▸ **PROMPT**: Copy every line of the material below word for word, changing nothing.

[START SUPPLIED MATERIAL]

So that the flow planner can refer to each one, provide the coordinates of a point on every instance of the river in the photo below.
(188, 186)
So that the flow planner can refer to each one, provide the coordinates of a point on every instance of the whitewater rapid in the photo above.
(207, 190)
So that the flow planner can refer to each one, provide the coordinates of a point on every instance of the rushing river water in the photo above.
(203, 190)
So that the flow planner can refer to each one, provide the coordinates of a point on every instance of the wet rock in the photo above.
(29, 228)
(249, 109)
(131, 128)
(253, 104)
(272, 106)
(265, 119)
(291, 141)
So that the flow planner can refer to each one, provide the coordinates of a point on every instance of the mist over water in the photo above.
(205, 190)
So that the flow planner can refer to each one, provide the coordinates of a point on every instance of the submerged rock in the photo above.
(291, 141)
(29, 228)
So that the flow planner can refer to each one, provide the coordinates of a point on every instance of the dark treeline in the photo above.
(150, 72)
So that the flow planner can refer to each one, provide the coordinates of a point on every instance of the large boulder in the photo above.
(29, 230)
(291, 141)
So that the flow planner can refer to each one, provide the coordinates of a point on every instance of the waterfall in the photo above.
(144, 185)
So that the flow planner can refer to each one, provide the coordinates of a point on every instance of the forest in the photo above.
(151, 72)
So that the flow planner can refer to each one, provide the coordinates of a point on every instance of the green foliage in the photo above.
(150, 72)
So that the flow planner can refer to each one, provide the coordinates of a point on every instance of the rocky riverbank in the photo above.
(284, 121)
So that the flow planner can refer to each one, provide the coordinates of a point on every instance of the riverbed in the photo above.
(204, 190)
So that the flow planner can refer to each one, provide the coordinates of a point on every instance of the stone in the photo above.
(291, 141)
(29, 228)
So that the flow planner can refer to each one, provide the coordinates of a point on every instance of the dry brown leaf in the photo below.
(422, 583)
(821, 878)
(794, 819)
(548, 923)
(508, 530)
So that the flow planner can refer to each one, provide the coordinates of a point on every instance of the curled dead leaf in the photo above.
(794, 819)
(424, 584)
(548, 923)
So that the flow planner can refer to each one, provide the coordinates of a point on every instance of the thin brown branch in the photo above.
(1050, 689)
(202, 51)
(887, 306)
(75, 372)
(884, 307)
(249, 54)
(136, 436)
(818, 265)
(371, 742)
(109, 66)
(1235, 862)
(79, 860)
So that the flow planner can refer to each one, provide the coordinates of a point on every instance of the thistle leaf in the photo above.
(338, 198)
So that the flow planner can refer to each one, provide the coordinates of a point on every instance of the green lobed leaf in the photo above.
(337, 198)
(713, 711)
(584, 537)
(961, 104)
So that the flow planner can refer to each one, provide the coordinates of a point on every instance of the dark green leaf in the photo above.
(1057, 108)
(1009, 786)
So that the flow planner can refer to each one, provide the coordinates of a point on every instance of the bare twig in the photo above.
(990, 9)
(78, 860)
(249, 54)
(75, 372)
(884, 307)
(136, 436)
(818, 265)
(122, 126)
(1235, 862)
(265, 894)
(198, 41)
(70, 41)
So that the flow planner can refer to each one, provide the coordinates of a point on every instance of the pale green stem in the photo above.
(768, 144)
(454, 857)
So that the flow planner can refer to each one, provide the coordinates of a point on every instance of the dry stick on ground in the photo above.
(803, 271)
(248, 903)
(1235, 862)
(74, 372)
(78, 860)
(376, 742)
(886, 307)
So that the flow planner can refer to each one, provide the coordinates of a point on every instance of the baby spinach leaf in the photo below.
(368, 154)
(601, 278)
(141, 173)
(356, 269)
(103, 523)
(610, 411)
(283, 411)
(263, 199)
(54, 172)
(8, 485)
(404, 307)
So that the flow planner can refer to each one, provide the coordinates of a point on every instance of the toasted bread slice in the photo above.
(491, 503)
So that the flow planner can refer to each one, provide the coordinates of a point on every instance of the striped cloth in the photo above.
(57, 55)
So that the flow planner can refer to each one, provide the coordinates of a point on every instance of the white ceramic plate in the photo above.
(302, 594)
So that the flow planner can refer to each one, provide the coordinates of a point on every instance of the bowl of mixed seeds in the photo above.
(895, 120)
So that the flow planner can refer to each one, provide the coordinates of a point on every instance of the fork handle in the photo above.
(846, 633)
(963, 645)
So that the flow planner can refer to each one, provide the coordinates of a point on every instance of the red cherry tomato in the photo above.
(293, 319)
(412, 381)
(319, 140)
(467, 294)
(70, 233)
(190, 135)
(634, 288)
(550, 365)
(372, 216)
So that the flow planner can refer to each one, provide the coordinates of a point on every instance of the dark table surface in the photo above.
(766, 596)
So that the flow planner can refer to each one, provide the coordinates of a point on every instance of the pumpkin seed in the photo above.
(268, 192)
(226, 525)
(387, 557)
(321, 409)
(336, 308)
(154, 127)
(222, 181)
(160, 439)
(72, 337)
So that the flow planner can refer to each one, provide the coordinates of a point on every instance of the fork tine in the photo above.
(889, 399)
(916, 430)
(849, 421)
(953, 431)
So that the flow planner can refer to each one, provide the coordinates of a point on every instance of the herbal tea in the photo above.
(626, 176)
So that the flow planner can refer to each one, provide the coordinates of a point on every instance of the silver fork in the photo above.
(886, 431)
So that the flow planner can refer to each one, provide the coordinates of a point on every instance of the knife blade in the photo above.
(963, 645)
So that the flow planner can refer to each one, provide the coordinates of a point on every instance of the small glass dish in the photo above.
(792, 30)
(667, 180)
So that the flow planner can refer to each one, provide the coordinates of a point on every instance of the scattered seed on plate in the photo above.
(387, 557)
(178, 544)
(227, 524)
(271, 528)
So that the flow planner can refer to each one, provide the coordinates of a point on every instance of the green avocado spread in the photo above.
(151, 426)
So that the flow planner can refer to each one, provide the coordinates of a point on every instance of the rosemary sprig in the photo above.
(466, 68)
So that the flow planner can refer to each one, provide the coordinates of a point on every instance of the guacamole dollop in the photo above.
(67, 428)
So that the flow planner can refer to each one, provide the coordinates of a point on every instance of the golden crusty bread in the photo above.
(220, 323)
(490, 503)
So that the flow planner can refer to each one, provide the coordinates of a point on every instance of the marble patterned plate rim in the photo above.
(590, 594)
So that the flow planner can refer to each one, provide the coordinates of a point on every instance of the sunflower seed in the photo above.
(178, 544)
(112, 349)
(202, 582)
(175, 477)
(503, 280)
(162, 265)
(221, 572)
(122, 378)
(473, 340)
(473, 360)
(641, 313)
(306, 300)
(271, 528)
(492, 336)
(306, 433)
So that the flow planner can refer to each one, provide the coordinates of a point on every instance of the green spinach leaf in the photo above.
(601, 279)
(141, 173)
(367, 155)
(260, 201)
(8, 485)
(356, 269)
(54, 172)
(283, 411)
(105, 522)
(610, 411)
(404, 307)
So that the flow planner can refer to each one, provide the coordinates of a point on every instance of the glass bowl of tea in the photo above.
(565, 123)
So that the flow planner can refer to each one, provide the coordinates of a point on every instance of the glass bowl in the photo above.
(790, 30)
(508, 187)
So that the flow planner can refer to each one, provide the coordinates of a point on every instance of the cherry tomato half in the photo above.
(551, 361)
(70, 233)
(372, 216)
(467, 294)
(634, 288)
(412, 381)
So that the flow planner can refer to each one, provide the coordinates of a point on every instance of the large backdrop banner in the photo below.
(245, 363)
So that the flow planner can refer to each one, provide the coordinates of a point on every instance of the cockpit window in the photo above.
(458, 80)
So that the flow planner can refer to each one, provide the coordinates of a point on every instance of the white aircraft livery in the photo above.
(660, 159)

[END SUPPLIED MATERIAL]

▸ **THE SOLUTION**:
So that the flow planner can refer to each one, provide the coordinates of a point on every instance of the river in the photo below.
(188, 186)
So that the flow planner can refer to each one, provide the coordinates of a point on every instance of the whitewater rapid in the photo above.
(207, 190)
So that the flow planner can refer to each one, provide the coordinates of a point on every instance of the rushing river water in the photo above.
(203, 190)
So that the flow planner can refer to each one, provide the coordinates of a point on every instance of the wet rock in the photo above.
(29, 228)
(249, 109)
(131, 128)
(253, 104)
(272, 106)
(265, 119)
(291, 141)
So that the flow planner can refer to each one, provide the coordinates of a point on every instance of the mist over water in the photo above.
(205, 190)
So that the flow planner can refer to each one, provide the coordinates of a point on every instance of the submerged rock in the photo above.
(291, 141)
(29, 228)
So that the flow planner can refer to each one, provide the coordinates of a point on every instance of the dark treeline in the photo above.
(150, 72)
So that the flow planner can refer to each one, provide the coordinates of a point on every instance of the large boulder in the photo above.
(29, 230)
(291, 141)
So that the flow planner can refer to each one, provide the coordinates of a point on every instance of the waterfall in the photo above.
(144, 185)
So that the flow planner can refer to each one, provide the coordinates of a point on every instance of the forest in the photo above.
(151, 72)
So that the flow planner can refer to each one, provide the coordinates of a point on every instance of the green foliage in the photo above.
(150, 72)
So that the flow planner can refer to each one, provide the coordinates of a point on every instance of the rocky riverbank in the photo above.
(284, 121)
So that the flow planner can refer to each one, provide the coordinates of a point on every instance of the riverbed in the photo above.
(204, 190)
So that the flow planner can refer to each one, provide the coordinates of a point on every instance of the stone in the photo above.
(291, 141)
(29, 228)
So that the flow planner can refer to each one, provide the coordinates of a point on every instance of the dry brown leaf in the photo below.
(422, 583)
(821, 878)
(794, 819)
(548, 923)
(508, 530)
So that the flow planner can refer to each one, provide the coordinates of a point on every instance of the curled dead leaf in the photo above.
(794, 819)
(424, 584)
(548, 923)
So that the flow planner can refer to each one, provide the coordinates of a point on every instance of the thin brown branch in the photo above.
(1050, 689)
(202, 51)
(887, 306)
(75, 372)
(884, 307)
(249, 54)
(136, 436)
(818, 265)
(371, 742)
(109, 66)
(1235, 862)
(79, 860)
So that the flow planner can refer to each one, provide the coordinates of a point on every instance of the thistle leaf in the photo above.
(338, 198)
So that the flow planner can refer to each one, provide the coordinates of a point on every instance of the green lobed leaf in the photo above.
(337, 198)
(713, 711)
(584, 537)
(961, 104)
So that the flow planner can refer to each one, provide the coordinates of a point on every instance of the dark green leaf in the photo above.
(1057, 108)
(1009, 786)
So that the flow planner can refer to each one, provide the coordinates of a point on every instance of the bare twig in the photo above.
(990, 9)
(78, 860)
(249, 54)
(75, 372)
(884, 307)
(136, 436)
(818, 265)
(122, 126)
(1235, 862)
(265, 894)
(198, 41)
(70, 41)
So that the flow planner can refer to each one, provide the coordinates of a point on every instance of the pale green stem in the photo above.
(768, 144)
(454, 857)
So that the flow planner can refer to each one, provide the coordinates of a point on every instance of the dry stick on ground in the photo above.
(803, 271)
(248, 903)
(1235, 862)
(74, 372)
(78, 860)
(376, 742)
(886, 307)
So that the flow planner can refer to each one, provide the coordinates of a point on every instance of the baby spinach leaf in the photo below.
(368, 154)
(601, 278)
(141, 173)
(356, 269)
(103, 523)
(610, 411)
(283, 411)
(263, 199)
(54, 172)
(8, 485)
(404, 307)
So that the flow planner can refer to each one, provide the coordinates of a point on every instance of the toasted bread slice in the photo above.
(491, 503)
So that the flow planner can refer to each one, provide the coordinates of a point on every instance of the striped cloth in the photo above.
(57, 55)
So that the flow planner can refer to each one, provide the coordinates of a point on every instance of the white ceramic plate in the photo above.
(302, 594)
So that the flow planner can refer to each one, provide the coordinates of a point on every instance of the bowl of mixed seeds in the photo above.
(895, 120)
So that the flow planner can refer to each one, provide the coordinates of a point on every instance of the fork handle in the photo above.
(846, 633)
(963, 645)
So that the flow planner can refer to each one, provide the coordinates of a point on every instance of the red cherry tomato in the photo above.
(293, 319)
(412, 381)
(319, 140)
(467, 294)
(70, 233)
(190, 135)
(634, 288)
(550, 365)
(372, 216)
So that the flow planner can refer to each one, provide the coordinates of a point on every instance of the dark table surface in the photo above.
(766, 596)
So that the flow planner can refer to each one, provide the coordinates of a point on every instance of the pumpkin seed in the photo above.
(268, 192)
(226, 525)
(387, 557)
(321, 409)
(336, 308)
(154, 127)
(222, 181)
(160, 439)
(72, 337)
So that the flow planner can refer to each one, provide the coordinates of a point on every instance of the fork tine in the photo above.
(889, 399)
(916, 430)
(849, 421)
(953, 431)
So that the flow planner can refer to each one, provide the coordinates of a point on every instance of the herbal tea in the photo above.
(626, 176)
So that the flow planner can refer to each one, provide the coordinates of a point on every instance of the silver fork in the photo above.
(886, 431)
So that the flow planner can refer to each one, provide the coordinates of a point on every instance of the knife blade in the photo above.
(963, 645)
So that the flow planner can refer to each one, provide the coordinates of a point on every instance of the small glass dish in the photo above.
(792, 30)
(667, 180)
So that the flow planner can refer to each one, provide the coordinates of a point on every instance of the scattered seed on plate in the photo above.
(387, 557)
(178, 544)
(227, 524)
(271, 528)
So that the flow planner can refer to each one, provide the coordinates of a point on every instance of the green avocado spread in the photo above.
(151, 426)
So that the flow planner can refer to each one, provide the coordinates of a point on every instance of the rosemary sprig in the photo above.
(466, 68)
So that the flow planner can refer to each one, provide the coordinates of a point on every instance of the guacamole dollop in the photo above.
(67, 428)
So that the flow planner can refer to each one, provide the coordinates of a point on every instance of the golden crusty bread in the photo above.
(220, 323)
(490, 503)
So that the flow planner can refer to each one, provide the coordinates of a point on every instance of the marble patterned plate rim in the photo above.
(590, 594)
So that the flow planner can refer to each one, provide the coordinates of a point on every instance of the sunflower seed in the photo above.
(178, 544)
(112, 349)
(202, 582)
(175, 477)
(503, 280)
(162, 265)
(221, 572)
(122, 378)
(473, 340)
(473, 360)
(641, 313)
(306, 300)
(271, 528)
(492, 336)
(306, 433)
So that the flow planner can refer to each one, provide the coordinates of a point on every instance of the green spinach leaf in the photo above.
(601, 279)
(141, 173)
(367, 155)
(260, 201)
(8, 485)
(356, 269)
(54, 172)
(283, 411)
(105, 522)
(610, 411)
(404, 307)
So that the flow planner can refer to each one, provide the coordinates of a point on every instance of the glass bowl of tea in the photo above.
(565, 123)
So that the flow planner can refer to each one, provide the coordinates of a point on every instance of the glass bowl in the photo above.
(790, 30)
(508, 187)
So that the flow planner can refer to each one, provide the coordinates of a point on every instance of the cherry tomato half in the photo above.
(551, 361)
(70, 233)
(372, 216)
(467, 294)
(634, 288)
(412, 381)
So that the flow planner can refer to each one, provide the coordinates of a point on every instance of the large backdrop banner in the photo below.
(245, 363)
So that the flow planner can refer to each one, provide the coordinates of a point on every instance of the cockpit window in the photo above.
(458, 80)
So that the flow planner can refer to each one, provide the coordinates of a point on every instance of the white aircraft livery in the photo above.
(660, 159)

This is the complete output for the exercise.